(Dataset records)

________

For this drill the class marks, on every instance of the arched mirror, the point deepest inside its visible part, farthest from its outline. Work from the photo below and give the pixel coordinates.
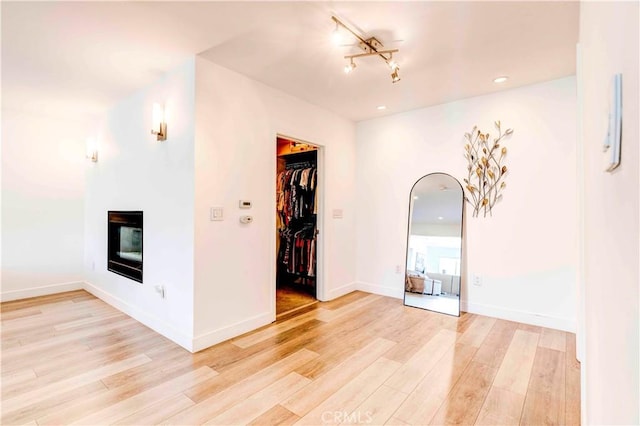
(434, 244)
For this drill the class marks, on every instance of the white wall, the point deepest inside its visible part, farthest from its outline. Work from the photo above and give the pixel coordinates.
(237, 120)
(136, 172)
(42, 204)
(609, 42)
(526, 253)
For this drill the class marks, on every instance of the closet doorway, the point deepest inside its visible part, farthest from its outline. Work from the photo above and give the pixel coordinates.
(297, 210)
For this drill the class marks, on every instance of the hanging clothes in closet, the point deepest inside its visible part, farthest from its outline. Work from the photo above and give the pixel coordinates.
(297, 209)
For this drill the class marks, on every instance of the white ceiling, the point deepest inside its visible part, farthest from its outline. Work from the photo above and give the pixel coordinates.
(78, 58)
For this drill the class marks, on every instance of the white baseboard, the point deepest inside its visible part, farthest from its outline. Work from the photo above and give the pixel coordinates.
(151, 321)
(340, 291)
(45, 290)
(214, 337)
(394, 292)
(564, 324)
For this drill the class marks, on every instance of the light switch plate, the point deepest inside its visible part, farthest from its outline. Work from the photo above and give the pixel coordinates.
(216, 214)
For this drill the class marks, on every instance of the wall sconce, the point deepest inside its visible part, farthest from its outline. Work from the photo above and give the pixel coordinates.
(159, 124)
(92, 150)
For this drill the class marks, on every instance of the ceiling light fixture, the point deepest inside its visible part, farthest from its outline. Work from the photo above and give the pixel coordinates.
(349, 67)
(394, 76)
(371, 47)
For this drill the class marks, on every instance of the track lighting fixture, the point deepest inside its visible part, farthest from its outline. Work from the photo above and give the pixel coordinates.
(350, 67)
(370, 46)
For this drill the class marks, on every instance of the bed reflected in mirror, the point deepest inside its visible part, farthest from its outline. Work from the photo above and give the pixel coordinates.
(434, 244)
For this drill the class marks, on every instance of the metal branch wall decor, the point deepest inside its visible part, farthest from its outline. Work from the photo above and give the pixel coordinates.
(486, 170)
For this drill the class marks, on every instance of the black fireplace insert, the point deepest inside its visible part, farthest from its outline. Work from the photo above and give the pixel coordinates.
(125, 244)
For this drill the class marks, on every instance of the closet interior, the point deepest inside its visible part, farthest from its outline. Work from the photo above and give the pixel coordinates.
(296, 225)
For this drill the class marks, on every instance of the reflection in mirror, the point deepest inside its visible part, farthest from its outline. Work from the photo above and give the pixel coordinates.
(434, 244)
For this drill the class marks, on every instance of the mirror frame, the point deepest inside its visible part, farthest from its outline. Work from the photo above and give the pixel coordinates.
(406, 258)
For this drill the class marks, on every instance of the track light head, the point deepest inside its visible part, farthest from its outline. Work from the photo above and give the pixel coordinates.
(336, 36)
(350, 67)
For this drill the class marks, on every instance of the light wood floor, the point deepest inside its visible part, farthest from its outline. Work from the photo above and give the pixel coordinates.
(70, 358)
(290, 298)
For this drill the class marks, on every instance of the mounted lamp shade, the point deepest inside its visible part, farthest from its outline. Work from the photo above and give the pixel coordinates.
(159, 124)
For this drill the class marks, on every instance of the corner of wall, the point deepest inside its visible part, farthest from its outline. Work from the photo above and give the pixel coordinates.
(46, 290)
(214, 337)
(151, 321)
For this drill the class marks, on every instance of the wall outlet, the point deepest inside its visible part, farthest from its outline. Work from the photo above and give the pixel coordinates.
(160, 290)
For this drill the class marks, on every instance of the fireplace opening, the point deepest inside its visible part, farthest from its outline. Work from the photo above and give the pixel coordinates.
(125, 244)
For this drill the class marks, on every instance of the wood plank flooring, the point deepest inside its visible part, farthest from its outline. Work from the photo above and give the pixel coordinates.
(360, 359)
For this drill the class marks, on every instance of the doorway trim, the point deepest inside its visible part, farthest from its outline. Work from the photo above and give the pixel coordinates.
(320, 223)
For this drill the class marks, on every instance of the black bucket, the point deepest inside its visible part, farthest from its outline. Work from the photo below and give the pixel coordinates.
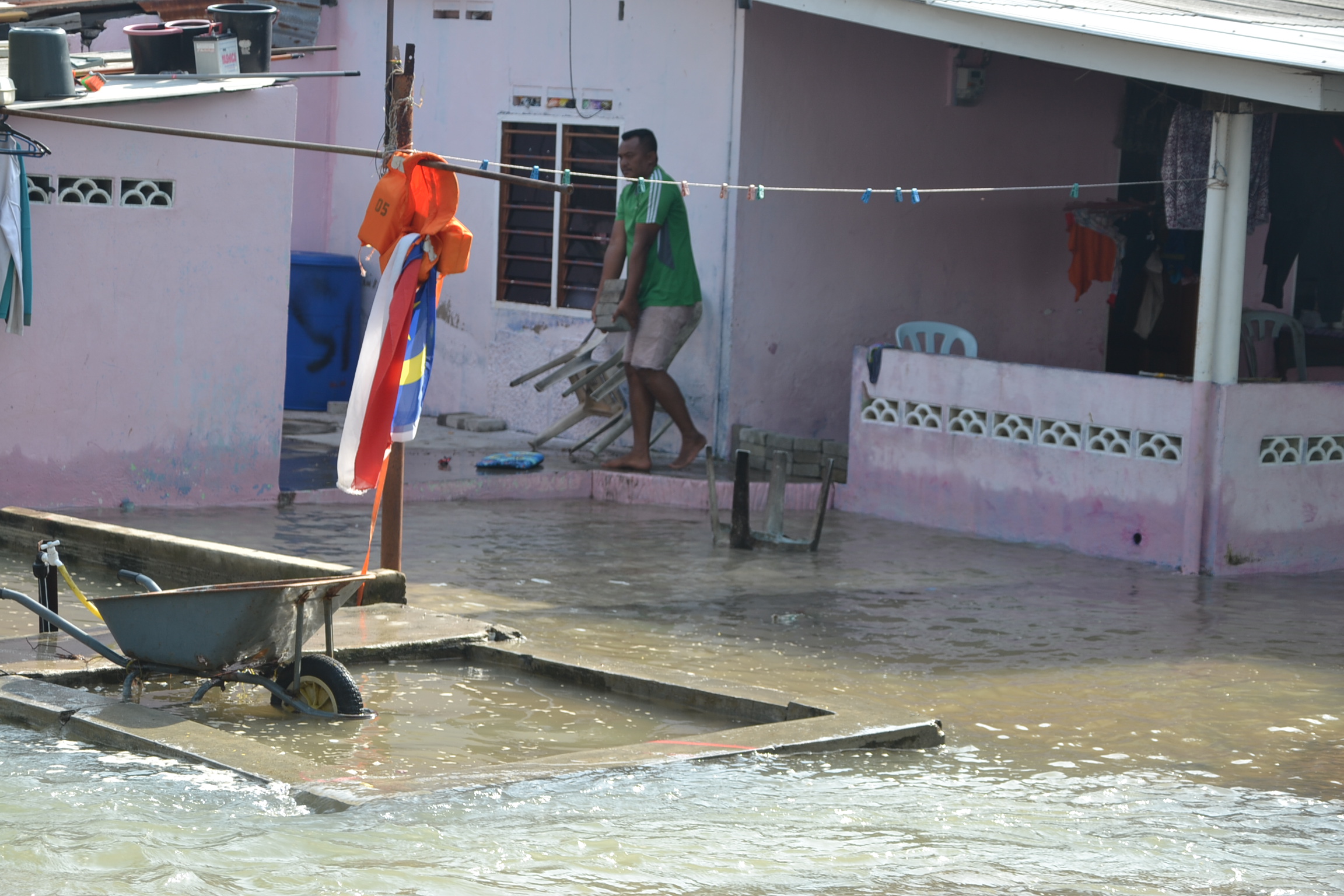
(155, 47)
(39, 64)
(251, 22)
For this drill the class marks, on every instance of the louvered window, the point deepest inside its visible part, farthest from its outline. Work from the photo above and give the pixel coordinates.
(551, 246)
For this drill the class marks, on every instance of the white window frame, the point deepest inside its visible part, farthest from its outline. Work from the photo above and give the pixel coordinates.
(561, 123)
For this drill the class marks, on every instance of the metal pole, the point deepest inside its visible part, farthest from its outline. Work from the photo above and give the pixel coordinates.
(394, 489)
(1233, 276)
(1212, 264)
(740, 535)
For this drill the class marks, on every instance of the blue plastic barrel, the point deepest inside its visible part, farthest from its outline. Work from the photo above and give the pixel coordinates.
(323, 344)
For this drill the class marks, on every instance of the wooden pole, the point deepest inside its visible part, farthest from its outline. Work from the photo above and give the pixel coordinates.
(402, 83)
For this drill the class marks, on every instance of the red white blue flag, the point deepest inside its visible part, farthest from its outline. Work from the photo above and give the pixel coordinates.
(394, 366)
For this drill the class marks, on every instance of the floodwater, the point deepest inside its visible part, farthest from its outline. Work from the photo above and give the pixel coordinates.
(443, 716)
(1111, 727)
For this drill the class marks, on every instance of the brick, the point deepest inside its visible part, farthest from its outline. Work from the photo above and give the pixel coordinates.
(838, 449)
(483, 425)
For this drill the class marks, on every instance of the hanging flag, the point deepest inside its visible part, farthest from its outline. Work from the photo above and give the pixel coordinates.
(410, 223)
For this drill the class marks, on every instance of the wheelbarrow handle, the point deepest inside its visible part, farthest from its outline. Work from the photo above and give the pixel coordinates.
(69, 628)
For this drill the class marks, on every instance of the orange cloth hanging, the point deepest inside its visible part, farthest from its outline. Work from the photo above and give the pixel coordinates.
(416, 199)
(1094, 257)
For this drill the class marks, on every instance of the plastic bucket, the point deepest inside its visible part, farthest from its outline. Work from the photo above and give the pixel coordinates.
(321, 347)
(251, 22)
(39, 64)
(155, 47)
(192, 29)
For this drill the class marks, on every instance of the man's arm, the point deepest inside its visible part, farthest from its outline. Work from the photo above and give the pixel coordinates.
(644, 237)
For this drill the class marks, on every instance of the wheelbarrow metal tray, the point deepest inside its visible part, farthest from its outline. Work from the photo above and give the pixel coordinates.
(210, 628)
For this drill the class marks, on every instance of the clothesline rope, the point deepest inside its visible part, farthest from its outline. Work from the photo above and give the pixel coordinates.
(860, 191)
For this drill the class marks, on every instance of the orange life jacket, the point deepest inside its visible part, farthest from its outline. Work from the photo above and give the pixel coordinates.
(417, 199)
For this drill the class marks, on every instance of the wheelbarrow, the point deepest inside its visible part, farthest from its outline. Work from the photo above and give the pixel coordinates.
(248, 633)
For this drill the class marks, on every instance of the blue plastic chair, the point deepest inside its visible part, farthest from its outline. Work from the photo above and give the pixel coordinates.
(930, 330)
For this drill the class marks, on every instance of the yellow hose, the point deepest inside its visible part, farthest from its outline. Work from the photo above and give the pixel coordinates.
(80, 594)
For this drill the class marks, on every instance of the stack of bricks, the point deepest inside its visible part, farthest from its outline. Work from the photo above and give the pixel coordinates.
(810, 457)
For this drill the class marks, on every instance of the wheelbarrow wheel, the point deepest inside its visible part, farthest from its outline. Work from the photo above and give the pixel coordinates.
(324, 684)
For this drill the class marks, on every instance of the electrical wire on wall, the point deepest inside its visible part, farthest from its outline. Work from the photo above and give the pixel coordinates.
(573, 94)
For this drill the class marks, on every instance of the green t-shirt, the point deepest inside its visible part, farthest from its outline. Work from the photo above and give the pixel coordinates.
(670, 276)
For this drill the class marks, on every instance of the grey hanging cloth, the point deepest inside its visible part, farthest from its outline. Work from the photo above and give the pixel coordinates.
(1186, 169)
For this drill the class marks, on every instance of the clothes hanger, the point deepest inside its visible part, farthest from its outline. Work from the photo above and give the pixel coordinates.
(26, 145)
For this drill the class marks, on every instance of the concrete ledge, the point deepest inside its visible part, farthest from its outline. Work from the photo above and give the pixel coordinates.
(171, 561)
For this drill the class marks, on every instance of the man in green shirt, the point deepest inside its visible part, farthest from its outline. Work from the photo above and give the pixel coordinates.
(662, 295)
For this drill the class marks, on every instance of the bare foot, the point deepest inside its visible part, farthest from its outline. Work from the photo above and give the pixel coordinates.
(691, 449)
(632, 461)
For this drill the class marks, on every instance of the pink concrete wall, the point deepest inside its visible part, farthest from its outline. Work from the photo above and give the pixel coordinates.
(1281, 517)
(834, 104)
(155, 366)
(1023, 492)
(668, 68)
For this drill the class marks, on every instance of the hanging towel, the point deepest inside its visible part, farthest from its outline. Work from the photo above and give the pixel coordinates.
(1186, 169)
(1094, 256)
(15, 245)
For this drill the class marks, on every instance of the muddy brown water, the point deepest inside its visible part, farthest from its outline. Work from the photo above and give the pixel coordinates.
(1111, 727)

________

=== WORK TO BE COMPLETED ===
Word for word, repeat the lines from the one holding "man in green" through the last line of the entries, both included.

=== RESULT OF THE TASK ===
For this drill the class marks, on every instance of the man in green shirt, the point deepest inside its visible part, farthest from its outline. Work from the photo above and give the pixel coordinates.
(662, 295)
For this drill the class marks, on every instance of the bare foot, the point deepest inside its visible part, farthest from its outline. Work from the photo above and give the pixel coordinates.
(691, 449)
(632, 461)
For this drill the class marks, on every instance of the pink concrete wall, the point deepest inside its visible part, farthest from its outline. Work from the photo above and give the pixel coordinates.
(1281, 517)
(834, 104)
(155, 366)
(1023, 492)
(668, 68)
For this drill the class marks, on every instance of the hanging towel, the point deepest inside its visible part, farthest from its outline. Work from the photo above and give the pixel coordinates.
(1186, 169)
(1094, 256)
(15, 245)
For this drill the class marks, on every instance of the muddy brown water, the point deepest inside its visible part, farthest from its outline. Work from the photo above and give the pixel coordinates.
(1111, 727)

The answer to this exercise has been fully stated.